## Description of the task
What you return must match the records below exactly, apart from the omitted pictures.
────
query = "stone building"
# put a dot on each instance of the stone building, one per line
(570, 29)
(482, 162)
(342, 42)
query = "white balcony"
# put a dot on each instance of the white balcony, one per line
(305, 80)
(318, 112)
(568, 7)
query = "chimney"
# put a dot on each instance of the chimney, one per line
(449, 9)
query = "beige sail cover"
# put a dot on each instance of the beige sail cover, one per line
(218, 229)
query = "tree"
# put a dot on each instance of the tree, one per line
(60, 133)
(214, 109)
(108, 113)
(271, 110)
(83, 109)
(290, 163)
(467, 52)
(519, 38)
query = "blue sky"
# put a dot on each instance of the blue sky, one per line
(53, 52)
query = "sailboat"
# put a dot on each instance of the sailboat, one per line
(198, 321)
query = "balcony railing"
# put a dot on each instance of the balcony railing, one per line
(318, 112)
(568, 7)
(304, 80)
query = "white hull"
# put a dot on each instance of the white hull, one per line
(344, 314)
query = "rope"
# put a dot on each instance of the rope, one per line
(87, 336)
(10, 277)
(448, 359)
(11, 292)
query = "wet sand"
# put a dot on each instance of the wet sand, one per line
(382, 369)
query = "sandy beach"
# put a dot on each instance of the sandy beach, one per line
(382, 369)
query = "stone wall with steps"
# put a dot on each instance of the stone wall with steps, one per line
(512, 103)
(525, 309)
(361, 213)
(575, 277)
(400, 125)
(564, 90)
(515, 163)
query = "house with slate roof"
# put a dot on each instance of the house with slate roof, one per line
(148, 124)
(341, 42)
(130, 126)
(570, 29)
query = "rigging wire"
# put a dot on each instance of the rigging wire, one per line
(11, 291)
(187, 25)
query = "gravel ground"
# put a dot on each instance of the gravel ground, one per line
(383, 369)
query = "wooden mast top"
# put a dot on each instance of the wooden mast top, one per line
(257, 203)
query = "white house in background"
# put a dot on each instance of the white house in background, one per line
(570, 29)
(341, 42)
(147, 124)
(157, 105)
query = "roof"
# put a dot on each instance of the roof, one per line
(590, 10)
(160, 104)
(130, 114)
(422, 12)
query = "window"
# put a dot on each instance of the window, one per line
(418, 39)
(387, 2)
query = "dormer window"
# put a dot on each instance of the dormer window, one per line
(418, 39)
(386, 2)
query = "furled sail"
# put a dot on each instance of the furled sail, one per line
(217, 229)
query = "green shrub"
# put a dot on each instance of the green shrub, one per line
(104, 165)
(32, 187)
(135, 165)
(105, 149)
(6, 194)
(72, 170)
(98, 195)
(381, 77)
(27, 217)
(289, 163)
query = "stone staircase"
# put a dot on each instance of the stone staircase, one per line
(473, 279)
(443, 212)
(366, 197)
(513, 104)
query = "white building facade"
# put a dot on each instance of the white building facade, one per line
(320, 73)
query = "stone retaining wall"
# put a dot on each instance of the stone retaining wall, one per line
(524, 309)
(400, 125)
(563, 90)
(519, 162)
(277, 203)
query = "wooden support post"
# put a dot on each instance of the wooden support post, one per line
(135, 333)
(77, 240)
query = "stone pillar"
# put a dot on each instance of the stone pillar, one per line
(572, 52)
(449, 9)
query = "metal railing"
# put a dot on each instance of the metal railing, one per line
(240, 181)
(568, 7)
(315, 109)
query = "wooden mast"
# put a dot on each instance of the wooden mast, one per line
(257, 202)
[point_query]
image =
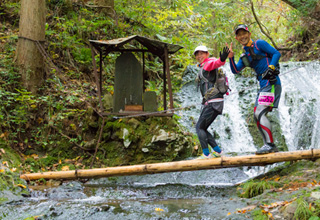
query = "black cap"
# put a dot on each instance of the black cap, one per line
(241, 26)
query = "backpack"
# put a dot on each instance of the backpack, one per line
(221, 85)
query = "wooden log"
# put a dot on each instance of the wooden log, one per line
(186, 165)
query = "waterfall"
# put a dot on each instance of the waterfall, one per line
(299, 107)
(298, 112)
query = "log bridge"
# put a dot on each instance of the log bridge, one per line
(186, 165)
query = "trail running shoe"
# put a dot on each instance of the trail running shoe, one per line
(267, 148)
(214, 153)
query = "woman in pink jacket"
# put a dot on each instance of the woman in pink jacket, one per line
(213, 106)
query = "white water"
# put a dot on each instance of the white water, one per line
(300, 105)
(205, 194)
(298, 112)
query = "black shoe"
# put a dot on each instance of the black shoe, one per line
(267, 148)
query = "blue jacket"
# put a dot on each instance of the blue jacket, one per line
(260, 47)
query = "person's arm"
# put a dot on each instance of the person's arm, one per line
(213, 63)
(265, 47)
(235, 67)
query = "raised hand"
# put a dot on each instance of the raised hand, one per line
(231, 54)
(224, 54)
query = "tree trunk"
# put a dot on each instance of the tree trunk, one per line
(31, 35)
(313, 11)
(187, 165)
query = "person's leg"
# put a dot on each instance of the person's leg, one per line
(263, 123)
(264, 127)
(207, 116)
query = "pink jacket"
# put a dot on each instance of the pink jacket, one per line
(211, 63)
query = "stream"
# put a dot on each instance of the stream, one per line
(207, 194)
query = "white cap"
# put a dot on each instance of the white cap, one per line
────
## Task result
query = "stone building"
# put a dot on each instance of the stone building, one per line
(570, 29)
(482, 162)
(342, 42)
query = "white balcony"
# put a dot on each instance of the white balcony, one per line
(305, 80)
(318, 112)
(568, 7)
query = "chimney"
# put a dot on each instance of the chimney, one per line
(449, 9)
query = "beige sail cover"
# put a dot on each instance of the beige sail cover, one per line
(218, 229)
query = "tree"
# put a dot on each instance of the tree, one per line
(60, 133)
(214, 109)
(108, 113)
(271, 110)
(83, 109)
(290, 163)
(467, 52)
(519, 38)
query = "blue sky"
# put a dot on each instance of the blue sky, one per line
(53, 52)
query = "sailboat"
# put a dot on each instance of the sailboat, one per line
(198, 321)
query = "balcony railing"
# put a dot on each instance of the balcony railing, one per line
(318, 112)
(568, 7)
(304, 80)
query = "white hull"
# put a dot on each instance of the white hull, one per line
(344, 314)
query = "rope"
# put a dot on each instance of the rope, one per line
(87, 336)
(10, 277)
(448, 359)
(11, 292)
query = "wet sand"
# put a dot on each instance of the wet sand, one per line
(382, 369)
query = "sandy beach"
# put a dot on each instance of the sandy beach, one per line
(382, 369)
query = "stone wall with steps"
# put a dot on each instance of the stone wall with steps, one per line
(512, 103)
(525, 309)
(361, 213)
(575, 277)
(400, 125)
(564, 90)
(515, 163)
query = "house with slate roof"
# put a dot on each instance of the house with slate roof, one per line
(148, 124)
(341, 42)
(130, 126)
(570, 29)
query = "rigging wire"
# put a dot on each instance of the rigging wire, one per line
(11, 291)
(187, 25)
query = "gravel ground"
# put a dot on each instance of the gravel ground, one per line
(383, 369)
query = "wooden mast top"
# put a dot on each instance of the wooden mast top, one per line
(257, 203)
query = "white house in background"
# put a dot on each instance of the white house in background, one per line
(570, 29)
(341, 42)
(147, 124)
(157, 105)
query = "roof"
# put a dot on each instance of the roof, one per line
(590, 10)
(160, 104)
(130, 114)
(422, 12)
query = "window"
# put a dot on each instance of the window, one per line
(418, 39)
(387, 2)
query = "dormer window"
# put a dot on each instance of the dormer window, one per line
(418, 39)
(386, 2)
query = "furled sail"
# put a dot on each instance of the furled sail, one per line
(217, 229)
query = "green shrub"
# put a dot on each instance of the green shrub, one per line
(104, 165)
(32, 187)
(135, 165)
(105, 149)
(6, 194)
(72, 170)
(98, 195)
(381, 77)
(27, 217)
(289, 163)
query = "stone staircase"
# put a dot on each instance of the stone staircase, one per line
(473, 279)
(443, 212)
(366, 197)
(513, 104)
query = "white building facade"
# put a dot on each instance of the white building facade, one per line
(320, 73)
query = "stone retaining wall"
# put a dot on each instance of the stone retaining wall, one per line
(524, 309)
(400, 125)
(563, 90)
(519, 162)
(277, 203)
query = "wooden support post"
# put a dot on each instance of the wooden support post, one per line
(135, 333)
(77, 240)
query = "stone pillar"
# put a dot on each instance of the stone pillar, one per line
(572, 52)
(449, 9)
query = "metal railing"
# put a dot on each instance of the metal railing, one per line
(240, 181)
(568, 7)
(315, 109)
query = "wooden mast"
# put a dot on each instance of the wooden mast, one per line
(257, 202)
[point_query]
image =
query = "black cap"
# put a dot on each instance of the black cap, one per line
(241, 26)
query = "backpack"
# put a dot on each instance of the backpack, one per line
(221, 85)
query = "wooden log"
# put a dot on each instance of the wooden log, one per line
(186, 165)
query = "waterfall"
# put a dot on each instance of the waterfall, one per line
(299, 107)
(298, 112)
query = "log bridge"
# put a dot on each instance of the log bridge, one per line
(186, 165)
query = "trail running shoe"
# put a dot on each instance of the trail running shoe, one per line
(267, 148)
(214, 153)
query = "woman in pink jacket"
# put a dot on each instance of the woman in pink jacket, one per line
(213, 106)
query = "white water"
# put a dot on each instance of the white water, one per line
(300, 105)
(205, 194)
(298, 112)
query = "black shoe"
# put a dot on each instance of the black shoe, one per line
(267, 148)
query = "blue jacket"
# put a dot on each instance of the blue jacket, one per line
(260, 47)
query = "person's arm"
# put a dot on each instance of the person's arm, one per line
(213, 63)
(265, 47)
(235, 67)
query = "raised hand"
# put a dot on each instance of the raised hand, one per line
(231, 54)
(224, 54)
query = "tree trunk"
# put a dot on each instance of the tree trunk, one per line
(31, 35)
(313, 11)
(187, 165)
query = "person's leg"
# put a dot on each instance of the person's leg, one per line
(263, 123)
(264, 127)
(207, 116)
query = "pink jacket"
# put a dot on each instance of the pink jacket, one per line
(211, 63)
query = "stream"
# put a dot on each instance of the stream, one per line
(207, 194)
query = "white cap"
# put a dot on each instance of the white cap, one per line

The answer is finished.